## Trecho da página
----

As também gaúchas Elisa Veeck e Muriel Porfiro conduzem uma entrevista cheia de reflexões sobre a tragédia, as responsabilizações, a urgência das mudanças climáticas, a polarização política e os desafios daqui para frente. Mais de cem mortos, outra centena de feridos, desabrigados e desaparecidos. Quase 1,5 milhão de pessoas foram afetadas pelas fortes chuvas que atingem o Rio Grande do Sul desde o final de abril. Das 497 cidades gaúchas, 425 já foram afetadas, nesta que é a maior tragédia da história do estado. A previsão é de que a água demore mais de um mês para baixar, e quando ela for embora, vai sobrar muito trabalho de reconstrução. Como começar? Como tentar voltar à vida normal depois de um evento tão anormal? Sobretudo quando, para muitos, a vida nunca mais voltará a ser a mesma.
Ao mesmo tempo em que a tragédia mobilizou diferentes esferas da sociedade para o envio de ajuda ao estado, muitas pessoas também tiram proveito da situação, com notícias de roubos, saques, e até estupro em abrigos para os desalojados. Sem contar a disseminação de fake news tendo impacto direto no trabalho das equipes de resgate.

----

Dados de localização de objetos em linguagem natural
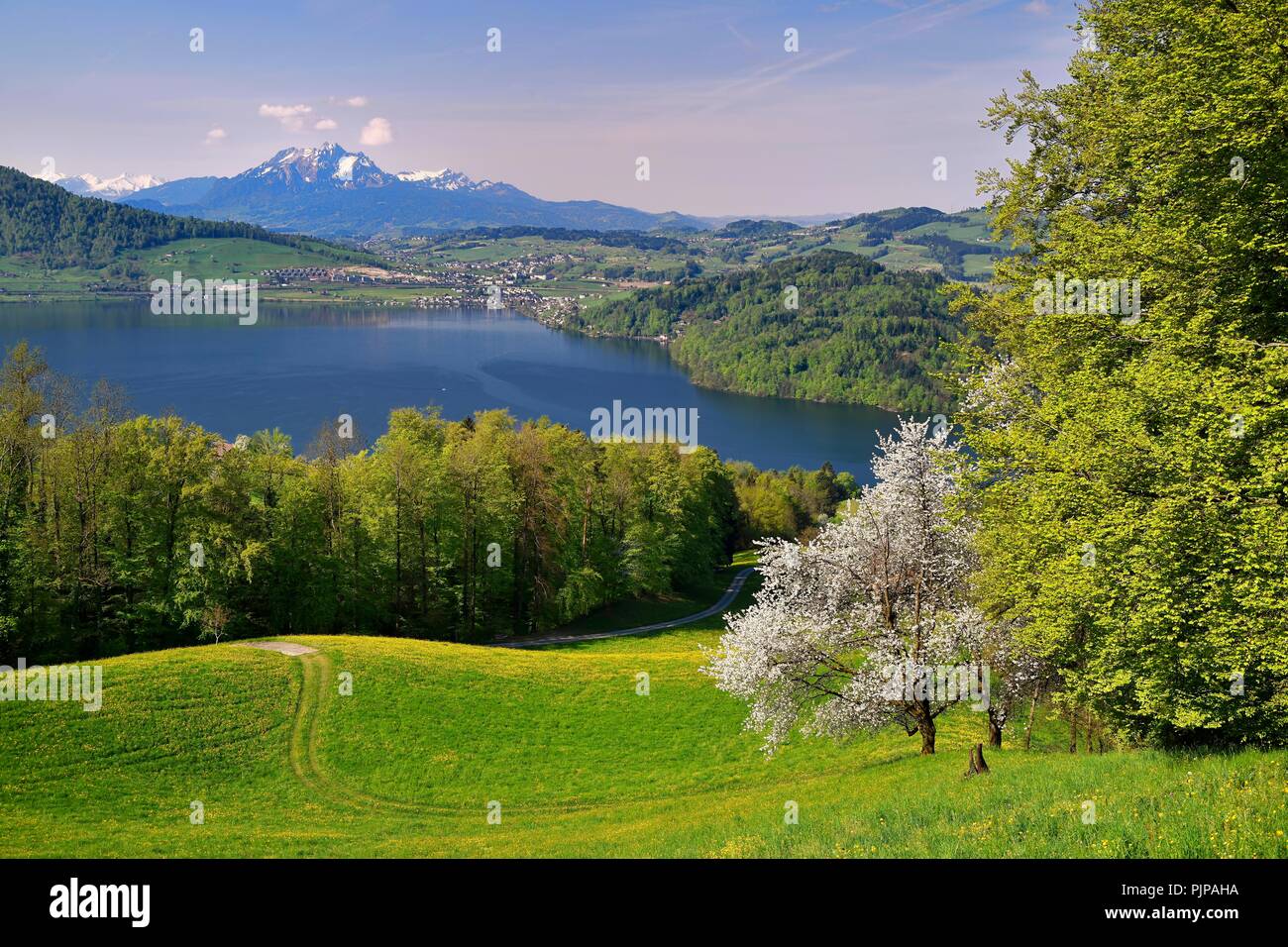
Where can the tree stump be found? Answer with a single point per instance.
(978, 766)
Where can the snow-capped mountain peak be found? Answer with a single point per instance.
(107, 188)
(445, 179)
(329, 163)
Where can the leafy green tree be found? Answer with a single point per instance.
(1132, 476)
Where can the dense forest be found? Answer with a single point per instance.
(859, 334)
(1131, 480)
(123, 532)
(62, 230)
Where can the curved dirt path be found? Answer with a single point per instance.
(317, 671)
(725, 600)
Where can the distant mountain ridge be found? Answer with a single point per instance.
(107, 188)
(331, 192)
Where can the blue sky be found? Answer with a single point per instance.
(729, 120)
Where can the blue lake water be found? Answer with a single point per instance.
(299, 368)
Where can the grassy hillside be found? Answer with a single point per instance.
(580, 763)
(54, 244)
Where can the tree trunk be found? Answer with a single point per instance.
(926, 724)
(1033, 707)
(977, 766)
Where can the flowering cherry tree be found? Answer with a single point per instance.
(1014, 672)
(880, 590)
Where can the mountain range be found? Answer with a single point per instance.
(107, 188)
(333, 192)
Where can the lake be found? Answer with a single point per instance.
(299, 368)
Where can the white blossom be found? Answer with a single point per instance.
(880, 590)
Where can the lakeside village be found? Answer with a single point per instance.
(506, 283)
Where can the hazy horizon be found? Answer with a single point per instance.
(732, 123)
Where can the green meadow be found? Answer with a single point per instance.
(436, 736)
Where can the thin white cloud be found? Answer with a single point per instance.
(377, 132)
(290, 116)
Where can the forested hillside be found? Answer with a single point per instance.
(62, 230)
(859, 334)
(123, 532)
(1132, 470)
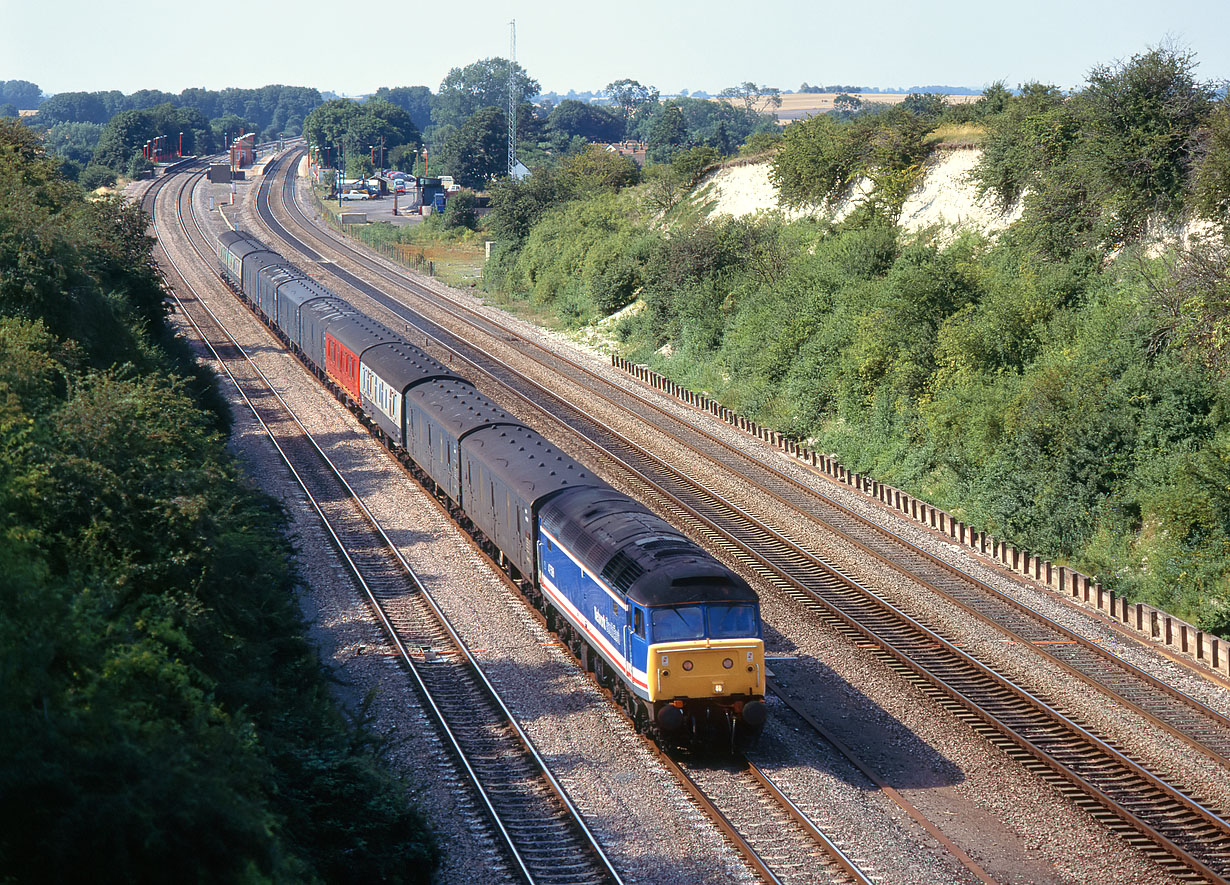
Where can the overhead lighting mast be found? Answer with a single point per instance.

----

## Tarefa proposta
Retome o texto sobre as enchentes no Rio Grande do Sul e dê-lhe continuidade a partir da última frase apresentada.

## Resposta do exercício
“A fragilidade traz à tona a solidariedade, a fragilidade traz à tona também a violência. Mas nós sobreviveremos”, disse Karnal. Mas a questão, segundo ele, vai muito além disso. “Na verdade, nós temos agora um desafio que não é apenas ter sobrevivido. Temos risco de leptospirose, temos problemas de abastecimento, contaminação com coliformes fecais do lençol freático. Nós temos problemas estruturais de pontes que foram destruídas. A indústria da região foi profundamente afetada, a agricultura familiar foi muito afetada…”, afirmou.
O historiador falou também sobre a importância de buscar uma saída para as questões climáticas que seja mais ampla. “Nós aprendemos com a pandemia que a solução não pode ser individual. Nós aprendemos com a pandemia que não importa que você tenha um plano de saúde sofisticado. Se a pandemia não fosse vencida coletivamente, ela voltaria inclusive sobre as pessoas de elite. Então é preciso pensar que nós temos que pensar soluções globais. E acima de tudo: não fazer políticas de governo, mas fazer políticas de Estado”, disse.
Para Karnal, é inegável que as mudanças climáticas foram, no mínimo, aceleradas pelo homem e é imperativo buscar soluções para esses problemas. “É absolutamente ingênuo não levar em conta que a ação humana aprofundou isso. Para conseguir uma sociedade mais harmônica, em harmonia com a natureza, nós precisamos mudar, porque senão nós faremos um outro programa o ano que vem”.